## Start

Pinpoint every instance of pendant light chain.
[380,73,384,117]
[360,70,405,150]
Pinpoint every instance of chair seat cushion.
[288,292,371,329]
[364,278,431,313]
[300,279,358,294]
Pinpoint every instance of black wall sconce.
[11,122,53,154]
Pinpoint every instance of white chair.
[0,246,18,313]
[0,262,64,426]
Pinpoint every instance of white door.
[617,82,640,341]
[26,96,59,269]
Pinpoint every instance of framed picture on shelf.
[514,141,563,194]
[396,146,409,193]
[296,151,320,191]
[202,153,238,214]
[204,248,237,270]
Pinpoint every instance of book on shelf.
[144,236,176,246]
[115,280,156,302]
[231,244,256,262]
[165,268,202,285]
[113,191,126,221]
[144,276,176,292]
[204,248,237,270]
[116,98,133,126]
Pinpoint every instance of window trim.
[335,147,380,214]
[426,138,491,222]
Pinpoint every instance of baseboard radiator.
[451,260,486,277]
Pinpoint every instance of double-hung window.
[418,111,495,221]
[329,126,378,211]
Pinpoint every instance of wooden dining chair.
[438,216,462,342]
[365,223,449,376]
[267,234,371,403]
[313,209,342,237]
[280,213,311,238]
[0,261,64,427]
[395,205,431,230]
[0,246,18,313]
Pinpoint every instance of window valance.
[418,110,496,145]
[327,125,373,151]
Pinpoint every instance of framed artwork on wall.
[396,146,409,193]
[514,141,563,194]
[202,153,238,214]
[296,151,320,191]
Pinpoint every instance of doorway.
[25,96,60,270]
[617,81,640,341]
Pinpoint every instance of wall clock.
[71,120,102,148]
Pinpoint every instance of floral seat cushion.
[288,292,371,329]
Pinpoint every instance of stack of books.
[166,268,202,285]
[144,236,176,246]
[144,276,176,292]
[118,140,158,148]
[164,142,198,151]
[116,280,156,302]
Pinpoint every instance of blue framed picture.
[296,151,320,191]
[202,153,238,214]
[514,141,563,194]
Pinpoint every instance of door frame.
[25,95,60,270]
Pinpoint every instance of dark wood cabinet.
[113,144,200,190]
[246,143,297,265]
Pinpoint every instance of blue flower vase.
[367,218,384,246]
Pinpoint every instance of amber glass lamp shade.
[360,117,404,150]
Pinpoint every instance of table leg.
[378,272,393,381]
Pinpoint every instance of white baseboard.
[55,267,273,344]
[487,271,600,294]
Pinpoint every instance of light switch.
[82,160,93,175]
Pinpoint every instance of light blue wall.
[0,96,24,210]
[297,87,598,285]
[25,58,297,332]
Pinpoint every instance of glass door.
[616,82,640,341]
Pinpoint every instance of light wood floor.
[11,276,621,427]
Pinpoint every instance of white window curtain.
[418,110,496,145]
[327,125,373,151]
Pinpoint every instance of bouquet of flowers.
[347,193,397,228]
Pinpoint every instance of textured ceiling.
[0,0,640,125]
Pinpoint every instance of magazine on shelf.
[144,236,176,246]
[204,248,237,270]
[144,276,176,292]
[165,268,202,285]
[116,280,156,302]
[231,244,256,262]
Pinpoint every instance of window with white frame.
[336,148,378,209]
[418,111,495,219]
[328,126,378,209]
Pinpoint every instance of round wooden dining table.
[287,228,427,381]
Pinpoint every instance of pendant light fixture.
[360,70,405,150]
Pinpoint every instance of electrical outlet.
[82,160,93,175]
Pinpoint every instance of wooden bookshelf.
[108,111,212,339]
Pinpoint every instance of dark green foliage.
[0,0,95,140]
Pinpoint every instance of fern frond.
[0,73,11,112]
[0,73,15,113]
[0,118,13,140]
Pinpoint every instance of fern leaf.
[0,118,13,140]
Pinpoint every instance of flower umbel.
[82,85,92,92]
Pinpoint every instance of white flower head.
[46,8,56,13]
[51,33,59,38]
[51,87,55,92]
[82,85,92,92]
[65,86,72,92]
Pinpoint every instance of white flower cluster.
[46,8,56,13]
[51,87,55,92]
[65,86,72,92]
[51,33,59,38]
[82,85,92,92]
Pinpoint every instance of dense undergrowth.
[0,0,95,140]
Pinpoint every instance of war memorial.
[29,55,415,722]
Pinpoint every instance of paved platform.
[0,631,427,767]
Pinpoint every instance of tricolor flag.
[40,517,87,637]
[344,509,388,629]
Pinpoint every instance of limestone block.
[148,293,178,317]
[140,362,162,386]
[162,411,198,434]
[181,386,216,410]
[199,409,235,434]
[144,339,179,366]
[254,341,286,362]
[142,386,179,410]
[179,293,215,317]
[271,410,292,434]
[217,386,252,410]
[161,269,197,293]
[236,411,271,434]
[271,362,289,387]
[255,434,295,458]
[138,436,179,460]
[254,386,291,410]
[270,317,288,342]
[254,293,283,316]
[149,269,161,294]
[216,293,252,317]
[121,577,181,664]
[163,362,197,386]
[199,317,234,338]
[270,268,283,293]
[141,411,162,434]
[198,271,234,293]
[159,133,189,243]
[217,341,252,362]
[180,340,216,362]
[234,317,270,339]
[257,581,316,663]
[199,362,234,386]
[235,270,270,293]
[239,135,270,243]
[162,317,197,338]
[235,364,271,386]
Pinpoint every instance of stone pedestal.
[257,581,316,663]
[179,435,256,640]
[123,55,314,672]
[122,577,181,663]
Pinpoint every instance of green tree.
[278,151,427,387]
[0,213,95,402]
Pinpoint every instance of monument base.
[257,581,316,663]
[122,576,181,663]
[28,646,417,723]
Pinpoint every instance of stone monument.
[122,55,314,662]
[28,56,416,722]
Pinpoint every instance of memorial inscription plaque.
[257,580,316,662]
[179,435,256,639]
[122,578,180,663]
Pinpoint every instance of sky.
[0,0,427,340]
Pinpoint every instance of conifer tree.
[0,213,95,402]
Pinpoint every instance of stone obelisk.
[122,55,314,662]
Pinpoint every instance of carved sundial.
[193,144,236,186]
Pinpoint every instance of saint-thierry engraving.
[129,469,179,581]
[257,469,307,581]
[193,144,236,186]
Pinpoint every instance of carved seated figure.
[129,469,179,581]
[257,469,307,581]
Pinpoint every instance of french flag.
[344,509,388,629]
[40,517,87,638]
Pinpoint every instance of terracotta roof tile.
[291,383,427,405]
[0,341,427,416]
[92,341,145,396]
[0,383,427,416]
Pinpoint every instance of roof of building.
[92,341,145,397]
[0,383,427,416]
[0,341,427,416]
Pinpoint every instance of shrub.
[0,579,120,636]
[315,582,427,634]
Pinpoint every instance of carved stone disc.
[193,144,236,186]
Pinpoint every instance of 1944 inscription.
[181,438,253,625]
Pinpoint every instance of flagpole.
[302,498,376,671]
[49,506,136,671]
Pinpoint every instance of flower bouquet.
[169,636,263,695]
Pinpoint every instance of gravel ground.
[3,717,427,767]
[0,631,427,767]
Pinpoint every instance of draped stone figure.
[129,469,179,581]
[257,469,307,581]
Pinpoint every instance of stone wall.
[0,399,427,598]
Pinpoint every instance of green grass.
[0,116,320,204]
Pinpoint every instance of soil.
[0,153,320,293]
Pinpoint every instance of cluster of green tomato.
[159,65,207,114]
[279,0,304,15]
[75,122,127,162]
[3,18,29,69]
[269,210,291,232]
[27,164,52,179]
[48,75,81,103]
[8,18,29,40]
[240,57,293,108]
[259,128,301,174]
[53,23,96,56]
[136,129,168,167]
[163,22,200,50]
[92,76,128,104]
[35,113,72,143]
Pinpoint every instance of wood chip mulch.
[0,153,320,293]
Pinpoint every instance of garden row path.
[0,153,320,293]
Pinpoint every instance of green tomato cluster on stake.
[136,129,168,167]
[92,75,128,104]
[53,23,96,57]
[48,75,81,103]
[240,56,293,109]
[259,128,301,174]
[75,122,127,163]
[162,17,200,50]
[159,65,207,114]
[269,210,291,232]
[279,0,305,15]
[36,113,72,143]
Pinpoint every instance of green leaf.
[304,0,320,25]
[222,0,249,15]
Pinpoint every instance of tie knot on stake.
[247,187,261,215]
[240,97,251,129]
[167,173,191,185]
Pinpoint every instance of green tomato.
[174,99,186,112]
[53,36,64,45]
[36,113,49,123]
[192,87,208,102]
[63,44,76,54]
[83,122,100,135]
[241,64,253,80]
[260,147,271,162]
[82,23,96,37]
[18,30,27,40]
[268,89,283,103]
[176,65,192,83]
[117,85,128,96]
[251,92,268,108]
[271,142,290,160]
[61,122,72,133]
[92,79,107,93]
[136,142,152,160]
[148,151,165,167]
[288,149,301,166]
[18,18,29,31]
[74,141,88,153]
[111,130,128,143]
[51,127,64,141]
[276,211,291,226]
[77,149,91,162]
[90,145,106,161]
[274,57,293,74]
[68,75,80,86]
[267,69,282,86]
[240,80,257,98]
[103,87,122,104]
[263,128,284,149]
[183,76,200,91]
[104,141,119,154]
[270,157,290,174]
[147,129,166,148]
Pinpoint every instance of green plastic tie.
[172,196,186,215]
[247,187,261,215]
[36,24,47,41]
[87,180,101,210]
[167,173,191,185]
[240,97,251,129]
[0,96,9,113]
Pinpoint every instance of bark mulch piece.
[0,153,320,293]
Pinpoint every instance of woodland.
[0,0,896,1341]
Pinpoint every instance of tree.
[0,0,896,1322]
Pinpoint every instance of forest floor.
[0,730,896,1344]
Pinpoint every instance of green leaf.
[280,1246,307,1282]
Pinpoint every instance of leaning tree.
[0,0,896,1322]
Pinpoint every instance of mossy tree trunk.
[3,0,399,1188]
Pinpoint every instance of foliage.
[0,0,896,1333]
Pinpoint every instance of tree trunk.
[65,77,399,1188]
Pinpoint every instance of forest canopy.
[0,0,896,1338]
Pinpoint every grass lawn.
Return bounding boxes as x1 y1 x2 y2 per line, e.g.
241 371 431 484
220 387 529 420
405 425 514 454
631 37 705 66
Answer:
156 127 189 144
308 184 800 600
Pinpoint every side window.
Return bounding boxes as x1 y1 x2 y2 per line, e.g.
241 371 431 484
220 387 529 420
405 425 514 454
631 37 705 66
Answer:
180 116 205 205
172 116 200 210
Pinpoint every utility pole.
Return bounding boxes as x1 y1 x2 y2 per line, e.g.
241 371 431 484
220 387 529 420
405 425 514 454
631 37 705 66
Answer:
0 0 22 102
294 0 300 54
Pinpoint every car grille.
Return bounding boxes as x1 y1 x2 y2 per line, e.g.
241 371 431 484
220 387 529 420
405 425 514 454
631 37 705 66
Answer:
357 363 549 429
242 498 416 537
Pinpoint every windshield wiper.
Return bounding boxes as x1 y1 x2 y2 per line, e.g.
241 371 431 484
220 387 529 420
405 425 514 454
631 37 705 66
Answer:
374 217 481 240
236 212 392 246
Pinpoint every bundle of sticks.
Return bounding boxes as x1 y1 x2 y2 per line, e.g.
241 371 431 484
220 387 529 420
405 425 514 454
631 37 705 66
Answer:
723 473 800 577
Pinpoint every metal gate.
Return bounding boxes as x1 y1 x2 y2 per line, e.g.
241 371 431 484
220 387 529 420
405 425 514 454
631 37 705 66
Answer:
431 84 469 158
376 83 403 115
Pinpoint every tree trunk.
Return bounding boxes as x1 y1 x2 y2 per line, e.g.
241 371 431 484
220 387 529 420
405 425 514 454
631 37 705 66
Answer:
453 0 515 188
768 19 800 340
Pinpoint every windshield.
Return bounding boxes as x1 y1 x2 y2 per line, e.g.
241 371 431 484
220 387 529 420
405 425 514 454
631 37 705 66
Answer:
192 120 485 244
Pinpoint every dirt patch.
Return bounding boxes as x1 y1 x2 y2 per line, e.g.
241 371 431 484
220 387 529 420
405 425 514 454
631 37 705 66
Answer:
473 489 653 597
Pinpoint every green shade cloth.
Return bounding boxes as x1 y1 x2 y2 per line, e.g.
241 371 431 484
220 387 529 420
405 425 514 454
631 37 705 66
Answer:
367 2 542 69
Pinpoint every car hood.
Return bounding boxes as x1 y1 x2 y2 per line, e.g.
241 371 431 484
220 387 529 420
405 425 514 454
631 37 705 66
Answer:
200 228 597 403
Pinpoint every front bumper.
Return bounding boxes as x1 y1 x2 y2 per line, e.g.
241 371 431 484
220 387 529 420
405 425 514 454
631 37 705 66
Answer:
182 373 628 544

## End

→ Task instructions
Format the part of the listing that begins at the line containing "Pinpoint every instance of framed artwork" and ends after the line containing "[25,95,60,270]" as a numbered list, leaving out any blank lines.

→ Solved exercise
1. Pinpoint every instance of framed artwork on wall.
2. [396,146,409,193]
3. [514,141,563,194]
4. [202,153,238,214]
5. [296,151,320,191]
6. Pinpoint every instance of doorway.
7. [25,96,60,270]
8. [617,81,640,341]
9. Pinpoint every instance of wall clock.
10. [71,120,102,148]
11. Pinpoint every instance of floral seat cushion.
12. [288,292,371,329]
13. Pinpoint every instance of stack of books.
14. [166,268,202,285]
15. [144,236,176,246]
16. [144,276,176,292]
17. [118,140,158,148]
18. [164,142,198,151]
19. [116,280,156,302]
20. Pinpoint every instance of blue framed picture.
21. [296,151,320,191]
22. [202,153,238,214]
23. [514,141,563,194]
24. Pinpoint every instance of door frame.
25. [25,95,60,270]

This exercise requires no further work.